◆ **Records supplied**
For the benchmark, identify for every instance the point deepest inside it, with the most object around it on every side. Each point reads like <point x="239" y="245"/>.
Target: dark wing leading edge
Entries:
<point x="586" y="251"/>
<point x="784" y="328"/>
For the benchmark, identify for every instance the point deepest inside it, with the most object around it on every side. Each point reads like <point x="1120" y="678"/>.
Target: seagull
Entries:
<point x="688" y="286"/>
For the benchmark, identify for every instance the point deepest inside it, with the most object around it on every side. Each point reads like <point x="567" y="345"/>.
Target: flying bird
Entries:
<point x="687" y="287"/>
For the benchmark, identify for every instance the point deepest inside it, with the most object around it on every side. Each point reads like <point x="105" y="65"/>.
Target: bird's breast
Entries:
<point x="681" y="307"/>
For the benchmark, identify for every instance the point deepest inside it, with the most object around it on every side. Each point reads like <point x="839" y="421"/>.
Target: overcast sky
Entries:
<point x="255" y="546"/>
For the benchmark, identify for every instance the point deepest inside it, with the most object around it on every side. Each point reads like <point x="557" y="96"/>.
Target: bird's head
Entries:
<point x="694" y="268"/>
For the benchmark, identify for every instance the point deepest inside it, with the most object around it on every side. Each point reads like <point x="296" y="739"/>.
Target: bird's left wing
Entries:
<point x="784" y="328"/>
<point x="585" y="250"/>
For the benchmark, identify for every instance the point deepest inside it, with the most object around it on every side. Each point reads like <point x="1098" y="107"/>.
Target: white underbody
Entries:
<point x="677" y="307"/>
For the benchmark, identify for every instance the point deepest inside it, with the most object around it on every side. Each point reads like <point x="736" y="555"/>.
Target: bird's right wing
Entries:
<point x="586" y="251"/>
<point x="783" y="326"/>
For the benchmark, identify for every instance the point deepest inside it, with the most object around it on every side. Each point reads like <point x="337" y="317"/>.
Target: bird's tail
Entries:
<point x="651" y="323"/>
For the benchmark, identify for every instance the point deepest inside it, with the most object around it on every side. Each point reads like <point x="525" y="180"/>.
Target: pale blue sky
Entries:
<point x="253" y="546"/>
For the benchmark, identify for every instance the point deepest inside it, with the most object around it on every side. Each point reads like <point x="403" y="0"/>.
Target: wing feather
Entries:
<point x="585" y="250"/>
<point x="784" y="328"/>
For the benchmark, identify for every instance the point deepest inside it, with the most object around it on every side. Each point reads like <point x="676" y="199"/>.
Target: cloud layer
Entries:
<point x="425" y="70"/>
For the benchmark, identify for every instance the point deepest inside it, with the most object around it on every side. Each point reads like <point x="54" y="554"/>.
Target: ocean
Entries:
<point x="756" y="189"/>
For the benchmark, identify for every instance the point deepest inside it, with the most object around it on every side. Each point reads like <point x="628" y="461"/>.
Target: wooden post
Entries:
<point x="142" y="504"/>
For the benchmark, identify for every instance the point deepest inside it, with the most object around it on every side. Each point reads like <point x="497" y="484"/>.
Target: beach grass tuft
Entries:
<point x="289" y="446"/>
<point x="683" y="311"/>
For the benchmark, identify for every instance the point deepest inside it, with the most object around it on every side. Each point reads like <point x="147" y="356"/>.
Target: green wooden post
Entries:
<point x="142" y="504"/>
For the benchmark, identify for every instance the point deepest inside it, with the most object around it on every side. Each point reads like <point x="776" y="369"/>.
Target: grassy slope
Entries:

◆ **Required task**
Pull out each record as written and restate it exactly.

◆ **The completed task**
For the benchmark, identify for every instance the point deepest inside it, with the most object around it on every side. Each point reads like <point x="239" y="245"/>.
Target: dark wing leading edge
Entries:
<point x="586" y="251"/>
<point x="784" y="328"/>
For the benchmark, identify for every instance the point deepest inside it, with the most object around it on every side. Each point reads like <point x="1120" y="678"/>.
Target: seagull
Entries:
<point x="688" y="286"/>
For the benchmark, identify for every instance the point deepest inside it, with the most object around it on every side. Each point reads like <point x="567" y="345"/>.
Target: flying bird
Entries:
<point x="687" y="287"/>
For the benchmark, identify for every instance the point deepest inside it, with the most object around it on every side. Each point reads like <point x="105" y="65"/>.
Target: bird's breast
Entries:
<point x="681" y="307"/>
For the benchmark, identify for every instance the point deepest inside it, with the most object around it on every side. Each point reads like <point x="839" y="421"/>.
Target: overcast sky
Entries:
<point x="255" y="546"/>
For the benchmark, identify for every instance the point deepest inside it, with the most object around it on every side. Each point reads like <point x="557" y="96"/>.
Target: bird's head
Entries:
<point x="694" y="268"/>
For the benchmark, identify for every instance the point deepest inside it, with the most object around it on every side. Each point reads like <point x="296" y="739"/>.
Target: bird's left wing
Entries:
<point x="784" y="328"/>
<point x="585" y="250"/>
For the benchmark, identify for every instance the point deepest inside it, with the most object around it on every side. Each point reads like <point x="1098" y="107"/>.
Target: white underbody
Entries:
<point x="677" y="307"/>
For the benchmark, identify for every instance the point deepest inside it, with the most object around it on every side. Each point reads like <point x="736" y="555"/>.
Target: bird's right wing
Entries:
<point x="586" y="251"/>
<point x="783" y="326"/>
For the benchmark, identify for every instance the point deepest inside it, with the most object around it on every side. Each point reads like <point x="337" y="317"/>.
Target: bird's tail
Entries:
<point x="651" y="323"/>
For the benchmark, identify for every instance the point deepest inside it, with the most object around it on every side. Each point reads like <point x="525" y="180"/>.
Target: pale blue sky
Entries:
<point x="253" y="546"/>
For the benchmark, identify for every instance the point deepest inside it, with the most object around it on every side. Each point reads like <point x="403" y="0"/>.
Target: wing feather
Entries:
<point x="585" y="250"/>
<point x="784" y="328"/>
For the benchmark, identify for every instance the point deepest inside it, with the most object around it on every side. Each point reads like <point x="676" y="199"/>.
Target: cloud layer
Entries:
<point x="425" y="70"/>
For the benchmark, identify for every instance the point deepest inside it, with the most object around it on every side. Each point reads like <point x="54" y="554"/>.
Target: ocean
Entries:
<point x="756" y="189"/>
For the benchmark, identify for every instance the point deepest inside it, with the most object around it on every side. Each point reads like <point x="628" y="461"/>.
Target: wooden post
Entries:
<point x="142" y="504"/>
For the benchmark, identify for every instance the point deepest inside it, with the most object around it on every side. Each point reads like <point x="497" y="484"/>.
Target: beach grass tuft
Entries:
<point x="289" y="446"/>
<point x="683" y="311"/>
For the benchmark, identify for every instance the point deepest inside it, with the most object around it on every side. Each point reads like <point x="147" y="356"/>.
Target: green wooden post
Entries:
<point x="142" y="504"/>
For the benchmark, identify for every instance the point deepest inside it, with the most object around it on every side. Each point reads like <point x="776" y="369"/>.
Target: grassy slope
Entries:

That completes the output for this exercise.